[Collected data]
+ + +

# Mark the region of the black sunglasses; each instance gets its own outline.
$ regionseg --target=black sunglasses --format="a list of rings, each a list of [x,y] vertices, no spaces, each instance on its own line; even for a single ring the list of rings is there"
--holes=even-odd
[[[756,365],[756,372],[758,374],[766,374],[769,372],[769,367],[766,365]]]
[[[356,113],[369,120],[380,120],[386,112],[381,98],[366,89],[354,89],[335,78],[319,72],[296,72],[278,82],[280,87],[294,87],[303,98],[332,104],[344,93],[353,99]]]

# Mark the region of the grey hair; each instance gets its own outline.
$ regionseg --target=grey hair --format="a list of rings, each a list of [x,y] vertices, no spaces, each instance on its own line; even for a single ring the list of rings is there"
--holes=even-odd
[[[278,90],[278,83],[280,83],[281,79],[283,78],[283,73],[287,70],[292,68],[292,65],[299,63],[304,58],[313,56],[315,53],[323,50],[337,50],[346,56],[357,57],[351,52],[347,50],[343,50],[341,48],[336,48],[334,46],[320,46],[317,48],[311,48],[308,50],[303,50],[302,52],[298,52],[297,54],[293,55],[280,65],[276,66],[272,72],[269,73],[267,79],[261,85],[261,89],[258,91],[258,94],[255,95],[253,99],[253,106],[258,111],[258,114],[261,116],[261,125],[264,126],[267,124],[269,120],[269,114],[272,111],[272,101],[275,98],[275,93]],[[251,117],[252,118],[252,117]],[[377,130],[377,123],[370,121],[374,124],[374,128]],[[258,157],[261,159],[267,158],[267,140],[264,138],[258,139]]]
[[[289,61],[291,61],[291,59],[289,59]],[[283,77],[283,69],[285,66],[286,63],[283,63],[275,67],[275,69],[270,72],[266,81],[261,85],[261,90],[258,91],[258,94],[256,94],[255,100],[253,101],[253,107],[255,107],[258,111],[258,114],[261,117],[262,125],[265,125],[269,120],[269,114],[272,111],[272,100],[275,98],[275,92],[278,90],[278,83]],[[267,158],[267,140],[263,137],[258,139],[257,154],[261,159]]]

+ + +

The lines from the start of the entries above through the line containing "regionseg --target=grey hair" are the ones to return, please; copy them exactly and include both ends.

# Mark the region of the black sunglasses; each instance gets its own outline.
$ regionseg --target=black sunglasses --format="a list of rings, each a list of [x,y] vertices, no spaces, each instance on its own line; even for a single ring the list of rings is there"
--holes=even-odd
[[[756,365],[756,372],[758,374],[766,374],[769,372],[769,367],[766,365]]]
[[[356,113],[369,120],[380,120],[386,112],[381,98],[366,89],[354,89],[335,78],[319,72],[296,72],[278,82],[280,87],[294,87],[303,98],[332,104],[344,93],[353,99]]]

# Mark the region of the grey hair; each instance gets its own outline.
$ regionseg --target=grey hair --format="a list of rings, each a list of [x,y] vertices, no spaces, each instance on its own line; even for a single ring the list of rings is there"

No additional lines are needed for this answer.